Search the records for lines with the word "outline" and copy each match.

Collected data
╔══

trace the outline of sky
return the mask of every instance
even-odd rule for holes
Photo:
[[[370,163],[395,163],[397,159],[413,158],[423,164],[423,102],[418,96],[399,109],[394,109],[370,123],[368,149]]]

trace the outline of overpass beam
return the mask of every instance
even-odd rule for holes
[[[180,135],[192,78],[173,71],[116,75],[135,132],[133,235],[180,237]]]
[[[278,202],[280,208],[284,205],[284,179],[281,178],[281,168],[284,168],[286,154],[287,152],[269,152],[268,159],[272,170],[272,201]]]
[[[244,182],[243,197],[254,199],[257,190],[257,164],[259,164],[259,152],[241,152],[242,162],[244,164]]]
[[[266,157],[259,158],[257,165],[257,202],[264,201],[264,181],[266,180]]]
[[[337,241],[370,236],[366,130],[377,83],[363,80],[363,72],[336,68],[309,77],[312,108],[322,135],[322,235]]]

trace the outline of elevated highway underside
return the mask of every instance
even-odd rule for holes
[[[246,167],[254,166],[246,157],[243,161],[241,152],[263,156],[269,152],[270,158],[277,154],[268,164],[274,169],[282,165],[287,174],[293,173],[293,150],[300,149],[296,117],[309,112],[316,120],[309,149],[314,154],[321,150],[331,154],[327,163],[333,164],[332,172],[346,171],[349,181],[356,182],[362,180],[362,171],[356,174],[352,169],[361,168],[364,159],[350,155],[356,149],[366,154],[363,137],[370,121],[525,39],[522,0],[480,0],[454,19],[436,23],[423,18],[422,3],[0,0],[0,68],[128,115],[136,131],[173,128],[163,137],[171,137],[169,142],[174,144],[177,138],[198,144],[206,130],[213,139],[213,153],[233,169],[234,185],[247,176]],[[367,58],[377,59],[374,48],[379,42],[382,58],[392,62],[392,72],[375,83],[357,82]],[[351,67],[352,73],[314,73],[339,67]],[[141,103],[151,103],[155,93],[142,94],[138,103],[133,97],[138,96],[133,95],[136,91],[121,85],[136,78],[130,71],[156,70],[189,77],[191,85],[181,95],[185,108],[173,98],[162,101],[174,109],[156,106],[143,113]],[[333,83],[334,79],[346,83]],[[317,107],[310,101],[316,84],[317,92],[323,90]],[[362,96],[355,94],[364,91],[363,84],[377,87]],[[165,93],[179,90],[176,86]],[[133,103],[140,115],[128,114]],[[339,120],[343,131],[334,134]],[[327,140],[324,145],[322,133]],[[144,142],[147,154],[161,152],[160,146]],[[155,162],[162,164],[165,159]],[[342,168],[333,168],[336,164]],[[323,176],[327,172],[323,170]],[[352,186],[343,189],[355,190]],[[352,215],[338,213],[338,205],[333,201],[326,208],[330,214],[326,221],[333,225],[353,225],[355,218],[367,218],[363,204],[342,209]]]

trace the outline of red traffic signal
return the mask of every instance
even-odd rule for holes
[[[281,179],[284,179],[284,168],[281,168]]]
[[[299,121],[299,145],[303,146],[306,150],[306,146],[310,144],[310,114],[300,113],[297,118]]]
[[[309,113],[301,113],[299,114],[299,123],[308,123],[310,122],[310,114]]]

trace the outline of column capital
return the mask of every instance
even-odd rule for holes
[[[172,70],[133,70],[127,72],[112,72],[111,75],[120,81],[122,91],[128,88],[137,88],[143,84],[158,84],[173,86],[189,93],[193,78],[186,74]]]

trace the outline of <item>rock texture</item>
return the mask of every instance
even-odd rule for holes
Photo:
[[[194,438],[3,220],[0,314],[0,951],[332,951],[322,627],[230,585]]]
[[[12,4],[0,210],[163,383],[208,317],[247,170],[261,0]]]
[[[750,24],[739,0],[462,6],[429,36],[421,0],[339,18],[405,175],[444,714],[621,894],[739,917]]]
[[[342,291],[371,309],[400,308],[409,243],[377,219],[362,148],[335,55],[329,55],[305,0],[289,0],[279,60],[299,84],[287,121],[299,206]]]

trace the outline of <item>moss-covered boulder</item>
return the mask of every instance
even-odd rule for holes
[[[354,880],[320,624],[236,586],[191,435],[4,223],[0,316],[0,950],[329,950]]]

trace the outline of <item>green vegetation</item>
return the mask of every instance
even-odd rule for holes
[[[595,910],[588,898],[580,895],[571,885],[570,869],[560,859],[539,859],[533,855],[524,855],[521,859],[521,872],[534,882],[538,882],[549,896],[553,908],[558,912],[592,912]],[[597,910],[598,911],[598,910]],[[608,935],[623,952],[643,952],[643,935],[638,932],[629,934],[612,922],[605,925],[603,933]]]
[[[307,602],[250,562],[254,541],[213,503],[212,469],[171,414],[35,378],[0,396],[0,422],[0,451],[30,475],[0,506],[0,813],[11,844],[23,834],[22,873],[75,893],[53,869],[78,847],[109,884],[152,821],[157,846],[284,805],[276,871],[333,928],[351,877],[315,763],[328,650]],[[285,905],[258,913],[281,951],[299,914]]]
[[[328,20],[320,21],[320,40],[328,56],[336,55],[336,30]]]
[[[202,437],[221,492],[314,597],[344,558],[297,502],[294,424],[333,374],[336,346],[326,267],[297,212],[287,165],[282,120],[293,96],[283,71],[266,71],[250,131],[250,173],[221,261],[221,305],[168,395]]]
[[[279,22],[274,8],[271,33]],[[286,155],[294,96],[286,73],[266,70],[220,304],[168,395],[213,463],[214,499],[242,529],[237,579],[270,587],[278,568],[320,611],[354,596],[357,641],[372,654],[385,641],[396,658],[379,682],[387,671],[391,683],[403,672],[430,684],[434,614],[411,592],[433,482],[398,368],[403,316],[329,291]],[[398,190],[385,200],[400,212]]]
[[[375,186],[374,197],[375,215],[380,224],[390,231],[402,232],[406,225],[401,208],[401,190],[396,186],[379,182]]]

╚══

_Written response_
trace the outline of sky
trace the outline of overpass beam
trace the outline of elevated highway underside
trace the outline of red traffic signal
trace the outline of column capital
trace the outline of <item>rock texture</item>
trace the outline of <item>moss-covered boulder</item>
trace the outline of <item>green vegetation</item>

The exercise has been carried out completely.